Which lines in the material below contain the word "blue"? Extract each of those lines in full. Case counts.

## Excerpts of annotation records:
'''
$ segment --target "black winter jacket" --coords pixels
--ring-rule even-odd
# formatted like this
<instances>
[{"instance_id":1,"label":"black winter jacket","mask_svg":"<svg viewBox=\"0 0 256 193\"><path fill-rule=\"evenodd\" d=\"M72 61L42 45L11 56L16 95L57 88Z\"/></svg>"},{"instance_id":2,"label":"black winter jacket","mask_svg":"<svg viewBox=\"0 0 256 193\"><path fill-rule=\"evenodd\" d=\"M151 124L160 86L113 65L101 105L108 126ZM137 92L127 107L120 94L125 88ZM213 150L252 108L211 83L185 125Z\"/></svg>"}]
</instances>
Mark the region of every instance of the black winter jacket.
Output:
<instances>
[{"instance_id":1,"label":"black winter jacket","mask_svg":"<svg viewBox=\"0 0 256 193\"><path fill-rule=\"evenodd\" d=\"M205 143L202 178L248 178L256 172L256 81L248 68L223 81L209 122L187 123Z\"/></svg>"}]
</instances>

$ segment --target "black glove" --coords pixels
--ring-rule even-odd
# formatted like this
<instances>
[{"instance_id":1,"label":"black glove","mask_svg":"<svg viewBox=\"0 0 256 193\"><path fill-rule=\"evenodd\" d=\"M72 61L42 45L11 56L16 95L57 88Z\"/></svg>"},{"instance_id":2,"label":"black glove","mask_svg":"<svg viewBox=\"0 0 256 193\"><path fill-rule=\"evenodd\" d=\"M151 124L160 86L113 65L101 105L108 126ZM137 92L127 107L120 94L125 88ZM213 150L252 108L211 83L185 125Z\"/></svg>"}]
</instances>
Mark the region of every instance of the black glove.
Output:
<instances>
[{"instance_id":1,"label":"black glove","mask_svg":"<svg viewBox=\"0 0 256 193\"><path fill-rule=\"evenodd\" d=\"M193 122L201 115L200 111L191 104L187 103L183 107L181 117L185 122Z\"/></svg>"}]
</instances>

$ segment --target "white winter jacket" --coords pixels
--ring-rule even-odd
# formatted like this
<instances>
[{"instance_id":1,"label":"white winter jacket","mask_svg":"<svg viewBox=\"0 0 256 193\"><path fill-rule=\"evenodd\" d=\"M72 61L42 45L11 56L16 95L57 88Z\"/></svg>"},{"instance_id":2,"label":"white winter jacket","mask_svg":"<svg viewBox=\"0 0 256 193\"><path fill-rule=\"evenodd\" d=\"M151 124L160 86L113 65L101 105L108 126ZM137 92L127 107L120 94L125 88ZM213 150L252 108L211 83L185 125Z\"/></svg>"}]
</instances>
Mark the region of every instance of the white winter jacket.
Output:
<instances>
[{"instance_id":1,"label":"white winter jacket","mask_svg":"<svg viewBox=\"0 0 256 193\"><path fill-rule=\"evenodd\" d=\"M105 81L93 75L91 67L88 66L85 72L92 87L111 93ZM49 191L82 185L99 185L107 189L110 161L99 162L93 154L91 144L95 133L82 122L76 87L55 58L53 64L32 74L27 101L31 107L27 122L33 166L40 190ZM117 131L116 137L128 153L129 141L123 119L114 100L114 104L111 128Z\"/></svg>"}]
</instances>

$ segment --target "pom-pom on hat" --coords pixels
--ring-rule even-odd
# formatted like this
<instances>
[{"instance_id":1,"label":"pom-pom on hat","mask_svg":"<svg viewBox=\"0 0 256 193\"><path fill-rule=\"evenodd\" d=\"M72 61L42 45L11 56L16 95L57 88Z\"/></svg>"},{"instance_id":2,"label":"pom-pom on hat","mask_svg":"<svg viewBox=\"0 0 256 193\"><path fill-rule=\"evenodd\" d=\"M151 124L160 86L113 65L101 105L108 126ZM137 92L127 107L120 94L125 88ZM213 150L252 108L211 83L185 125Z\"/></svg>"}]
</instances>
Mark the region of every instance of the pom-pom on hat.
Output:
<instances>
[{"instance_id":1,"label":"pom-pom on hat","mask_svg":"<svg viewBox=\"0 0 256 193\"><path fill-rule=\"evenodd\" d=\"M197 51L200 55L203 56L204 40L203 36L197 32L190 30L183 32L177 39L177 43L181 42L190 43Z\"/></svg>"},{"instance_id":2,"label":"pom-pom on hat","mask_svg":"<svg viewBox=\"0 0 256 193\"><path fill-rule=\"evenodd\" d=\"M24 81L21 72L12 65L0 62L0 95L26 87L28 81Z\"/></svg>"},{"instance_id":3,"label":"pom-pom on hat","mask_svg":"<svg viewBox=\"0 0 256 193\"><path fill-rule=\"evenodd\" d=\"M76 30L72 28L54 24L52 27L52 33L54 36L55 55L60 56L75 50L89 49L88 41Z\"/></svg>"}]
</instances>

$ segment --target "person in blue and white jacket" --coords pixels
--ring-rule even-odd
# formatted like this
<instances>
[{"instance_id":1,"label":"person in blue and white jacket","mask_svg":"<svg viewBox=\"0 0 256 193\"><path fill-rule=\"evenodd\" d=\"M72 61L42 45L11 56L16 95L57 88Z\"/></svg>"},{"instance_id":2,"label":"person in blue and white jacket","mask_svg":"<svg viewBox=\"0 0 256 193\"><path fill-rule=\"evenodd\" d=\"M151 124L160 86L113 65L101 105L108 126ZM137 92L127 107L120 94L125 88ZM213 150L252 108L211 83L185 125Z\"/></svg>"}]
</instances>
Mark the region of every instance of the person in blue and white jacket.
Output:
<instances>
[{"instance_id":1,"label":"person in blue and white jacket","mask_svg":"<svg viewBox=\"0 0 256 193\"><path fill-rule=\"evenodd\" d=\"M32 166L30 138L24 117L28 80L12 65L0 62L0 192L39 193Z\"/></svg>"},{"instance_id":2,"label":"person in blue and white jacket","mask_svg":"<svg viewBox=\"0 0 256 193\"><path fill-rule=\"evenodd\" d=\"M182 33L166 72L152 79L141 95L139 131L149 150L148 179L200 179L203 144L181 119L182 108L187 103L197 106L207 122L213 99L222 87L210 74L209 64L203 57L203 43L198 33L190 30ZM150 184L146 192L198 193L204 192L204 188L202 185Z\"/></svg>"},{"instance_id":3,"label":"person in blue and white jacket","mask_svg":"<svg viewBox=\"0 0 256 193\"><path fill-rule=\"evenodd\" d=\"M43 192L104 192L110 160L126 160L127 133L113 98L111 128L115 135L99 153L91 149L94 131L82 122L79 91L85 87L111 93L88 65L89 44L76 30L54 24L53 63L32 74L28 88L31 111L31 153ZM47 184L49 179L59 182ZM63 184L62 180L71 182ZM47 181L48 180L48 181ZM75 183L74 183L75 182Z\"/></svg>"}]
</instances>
'''
## Correct result:
$ segment --target "person in blue and white jacket" --coords pixels
[{"instance_id":1,"label":"person in blue and white jacket","mask_svg":"<svg viewBox=\"0 0 256 193\"><path fill-rule=\"evenodd\" d=\"M72 61L42 45L11 56L16 95L57 88Z\"/></svg>"},{"instance_id":2,"label":"person in blue and white jacket","mask_svg":"<svg viewBox=\"0 0 256 193\"><path fill-rule=\"evenodd\" d=\"M151 124L160 86L113 65L101 105L108 126ZM137 92L127 107L120 94L125 88ZM213 150L252 108L211 83L185 125Z\"/></svg>"}]
Mark the region of every instance of the person in blue and white jacket.
[{"instance_id":1,"label":"person in blue and white jacket","mask_svg":"<svg viewBox=\"0 0 256 193\"><path fill-rule=\"evenodd\" d=\"M32 166L30 138L24 117L28 80L12 65L0 62L0 192L39 193Z\"/></svg>"},{"instance_id":2,"label":"person in blue and white jacket","mask_svg":"<svg viewBox=\"0 0 256 193\"><path fill-rule=\"evenodd\" d=\"M182 33L166 72L152 79L141 95L139 131L149 150L148 179L200 179L203 144L181 119L182 108L187 103L197 106L207 122L213 99L222 87L210 74L209 64L203 57L203 43L198 33L190 30ZM150 184L146 192L198 193L204 192L204 188L202 185Z\"/></svg>"},{"instance_id":3,"label":"person in blue and white jacket","mask_svg":"<svg viewBox=\"0 0 256 193\"><path fill-rule=\"evenodd\" d=\"M43 192L104 192L110 160L126 160L127 133L113 98L111 128L115 135L99 153L91 149L94 131L82 122L79 91L85 87L111 93L88 65L89 44L76 30L54 24L53 63L32 74L28 88L31 111L31 153ZM47 184L49 179L59 182ZM63 184L62 180L71 182ZM47 181L48 180L48 181ZM75 183L74 183L75 182Z\"/></svg>"}]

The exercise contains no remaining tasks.